The origin of the Crees, to which nation the Cumberland House Indians
belong, is, like that of the other aborigines of America, involved in
obscurity; but the researches now making into the nature and affinities
of the languages spoken by the different Indian tribes may eventually
throw some light on the subject. Indeed the American philologists seem to
have succeeded already in classing the known dialects into three
languages:
1. The Floridean, spoken by the Creeks, Chickesaws, Choctaws, Cherokees,
Pascagoulas, and some other tribes who inhabit the southern parts of the
United States.
2. The Iroquois, spoken by the Mengwe, or Six Nations, the Wyandots, the
Nadowessies, and Asseeneepoytuck.
********************
**Written problem 1**
Using the passage on the origin of the Crees, answer these:
(a) To which nation do the Cumberland House Indians belong?
(b) Into how many languages have the American philologists classed the known dialects?
(c) Which peoples does the passage list as speaking the Iroquois?
**Written problem 2**
Pick up the passage on the origin of the Crees after its final line and continue it.

**Data lines**
********************
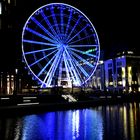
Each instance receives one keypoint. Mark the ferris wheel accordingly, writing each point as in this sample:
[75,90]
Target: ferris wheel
[60,46]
********************
**Final result 1**
(a) The Crees.
(b) Three.
(c) The Mengwe, or Six Nations, the Wyandots, the Nadowessies, and Asseeneepoytuck.

**Final result 2**
3. The Lenni-lenape, spoken by a great family more widely spread than the
other two and from which, together with a vast number of other tribes,
are sprung our Crees. Mr. Heckewelder, a missionary who resided long
amongst these people and from whose paper (published in the Transactions
of the American Philosophical Society) the above classification is taken,
states that the Lenape have a tradition amongst them of their ancestors
having come from the westward and taken possession of the whole country
from the Missouri to the Atlantic, after driving away or destroying the
original inhabitants of the land whom they termed Alligewi. In this
migration and contest, which endured for a series of years, the Mengwe,
or Iroquois, kept pace with them, moving in a parallel but more northerly
line, and finally settling on the banks of the St. Lawrence and the great
lakes from whence it flows.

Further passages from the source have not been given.